Provided material
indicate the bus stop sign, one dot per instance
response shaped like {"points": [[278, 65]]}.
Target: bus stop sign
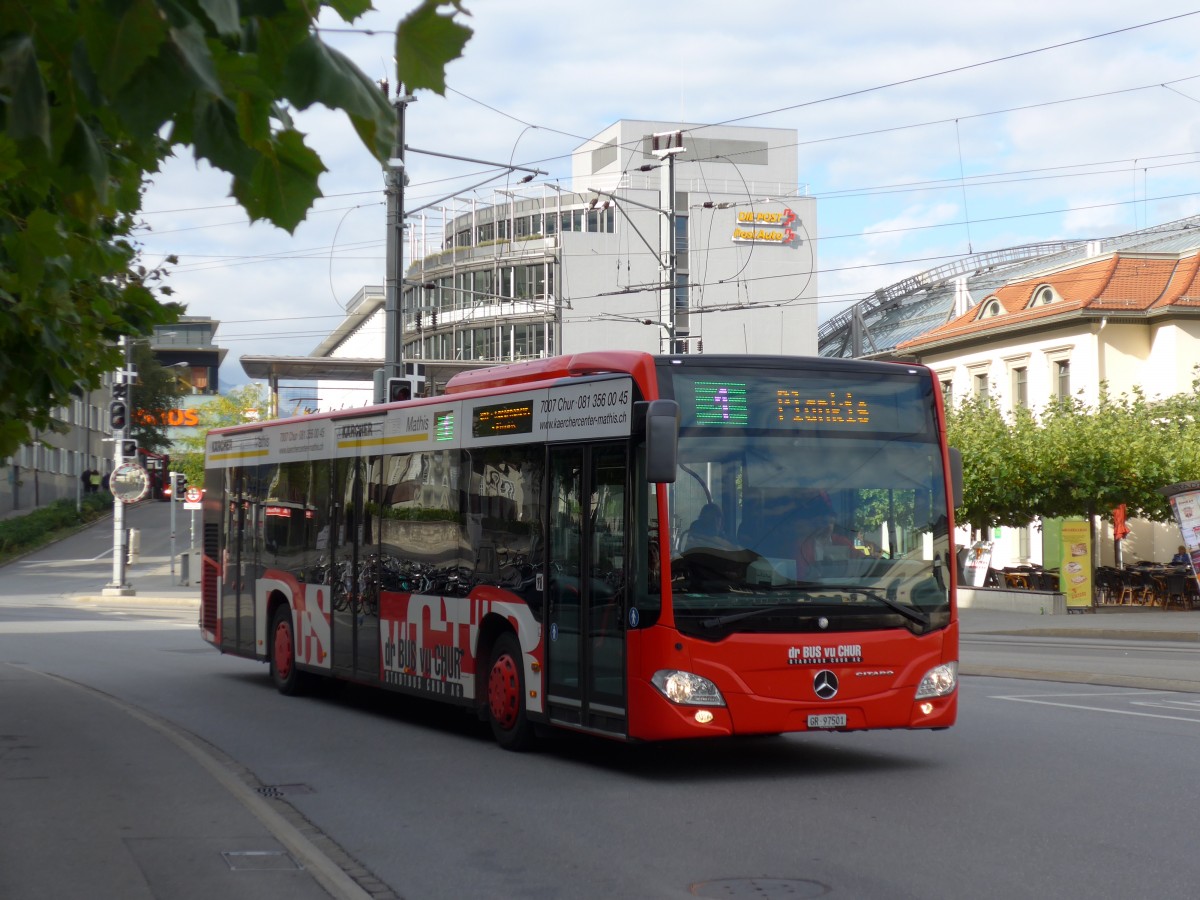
{"points": [[129, 483]]}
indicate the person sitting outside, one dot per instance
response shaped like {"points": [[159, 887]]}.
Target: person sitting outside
{"points": [[707, 531], [822, 544]]}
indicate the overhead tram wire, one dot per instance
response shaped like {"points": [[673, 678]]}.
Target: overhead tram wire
{"points": [[955, 70], [862, 91]]}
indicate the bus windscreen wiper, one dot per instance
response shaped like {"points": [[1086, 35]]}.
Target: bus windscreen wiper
{"points": [[718, 621], [909, 612]]}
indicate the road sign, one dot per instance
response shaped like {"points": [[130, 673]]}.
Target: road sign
{"points": [[129, 483]]}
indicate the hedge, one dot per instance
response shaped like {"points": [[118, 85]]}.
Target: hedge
{"points": [[43, 525]]}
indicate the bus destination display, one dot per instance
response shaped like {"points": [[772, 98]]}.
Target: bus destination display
{"points": [[898, 406], [502, 419]]}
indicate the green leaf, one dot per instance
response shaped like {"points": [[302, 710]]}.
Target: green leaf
{"points": [[283, 185], [192, 51], [87, 157], [318, 73], [223, 15], [28, 113], [425, 42], [118, 49], [217, 139]]}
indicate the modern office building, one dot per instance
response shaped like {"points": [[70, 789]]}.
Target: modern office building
{"points": [[669, 238], [51, 467]]}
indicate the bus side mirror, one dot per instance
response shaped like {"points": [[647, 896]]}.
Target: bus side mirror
{"points": [[957, 475], [661, 441]]}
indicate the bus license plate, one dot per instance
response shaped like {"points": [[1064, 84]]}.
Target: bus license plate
{"points": [[828, 720]]}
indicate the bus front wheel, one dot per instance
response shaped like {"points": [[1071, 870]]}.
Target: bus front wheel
{"points": [[505, 695], [285, 675]]}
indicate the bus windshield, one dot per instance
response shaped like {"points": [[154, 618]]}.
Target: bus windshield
{"points": [[790, 515]]}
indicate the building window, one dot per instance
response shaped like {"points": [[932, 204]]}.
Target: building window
{"points": [[1062, 379]]}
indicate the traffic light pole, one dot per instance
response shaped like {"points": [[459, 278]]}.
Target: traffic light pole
{"points": [[175, 480], [119, 418]]}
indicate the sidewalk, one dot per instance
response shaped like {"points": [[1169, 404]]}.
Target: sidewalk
{"points": [[1107, 623], [151, 582], [105, 801]]}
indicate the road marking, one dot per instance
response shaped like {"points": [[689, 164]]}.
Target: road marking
{"points": [[1041, 700], [77, 627]]}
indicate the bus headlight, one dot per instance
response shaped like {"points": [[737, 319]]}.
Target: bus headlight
{"points": [[687, 689], [939, 681]]}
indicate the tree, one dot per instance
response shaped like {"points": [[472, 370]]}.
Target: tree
{"points": [[1000, 484], [1074, 460], [95, 96], [234, 407]]}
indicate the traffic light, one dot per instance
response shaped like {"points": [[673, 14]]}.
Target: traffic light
{"points": [[400, 389]]}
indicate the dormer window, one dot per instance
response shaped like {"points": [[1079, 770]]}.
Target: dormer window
{"points": [[1043, 295], [991, 309]]}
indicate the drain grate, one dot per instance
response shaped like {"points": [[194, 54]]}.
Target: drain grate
{"points": [[258, 859], [761, 888], [282, 790]]}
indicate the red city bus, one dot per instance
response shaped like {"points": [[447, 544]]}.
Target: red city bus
{"points": [[157, 467], [633, 546]]}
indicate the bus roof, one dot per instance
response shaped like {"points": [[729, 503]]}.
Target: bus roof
{"points": [[640, 365]]}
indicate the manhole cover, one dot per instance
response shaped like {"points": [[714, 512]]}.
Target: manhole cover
{"points": [[258, 859], [768, 888], [282, 790]]}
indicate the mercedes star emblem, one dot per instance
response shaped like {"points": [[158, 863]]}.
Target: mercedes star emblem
{"points": [[825, 683]]}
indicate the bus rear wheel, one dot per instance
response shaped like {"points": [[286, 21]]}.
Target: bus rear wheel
{"points": [[285, 675], [505, 695]]}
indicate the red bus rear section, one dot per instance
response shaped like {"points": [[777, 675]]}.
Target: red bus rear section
{"points": [[636, 547]]}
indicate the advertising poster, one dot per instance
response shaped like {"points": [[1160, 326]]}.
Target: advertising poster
{"points": [[1075, 567], [1186, 507], [977, 563]]}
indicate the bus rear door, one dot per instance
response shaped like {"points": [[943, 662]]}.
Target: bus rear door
{"points": [[586, 593]]}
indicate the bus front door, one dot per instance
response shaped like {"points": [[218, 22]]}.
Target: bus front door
{"points": [[586, 587]]}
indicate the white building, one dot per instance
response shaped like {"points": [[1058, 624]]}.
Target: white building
{"points": [[543, 270]]}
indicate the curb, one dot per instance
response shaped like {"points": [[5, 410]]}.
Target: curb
{"points": [[137, 599], [1097, 634], [1099, 681]]}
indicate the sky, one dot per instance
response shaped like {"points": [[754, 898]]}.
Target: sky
{"points": [[927, 131]]}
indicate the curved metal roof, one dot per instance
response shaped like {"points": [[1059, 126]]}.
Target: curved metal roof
{"points": [[880, 322]]}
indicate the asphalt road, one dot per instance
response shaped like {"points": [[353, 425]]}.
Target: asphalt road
{"points": [[1044, 787]]}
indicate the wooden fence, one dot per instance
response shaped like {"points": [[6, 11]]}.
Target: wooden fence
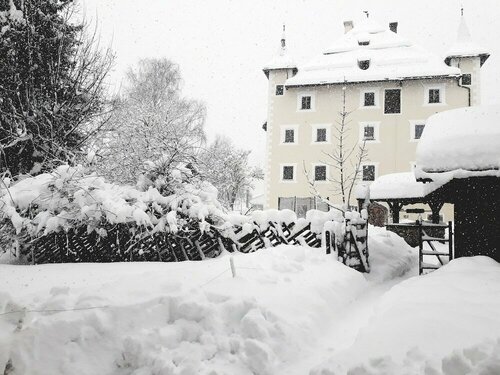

Goal of the exercise
Gather every line of the entries that contains the word "license", and copy each one out. Case counts.

The reply
indicate the bus license plate, one dot per instance
Target: bus license plate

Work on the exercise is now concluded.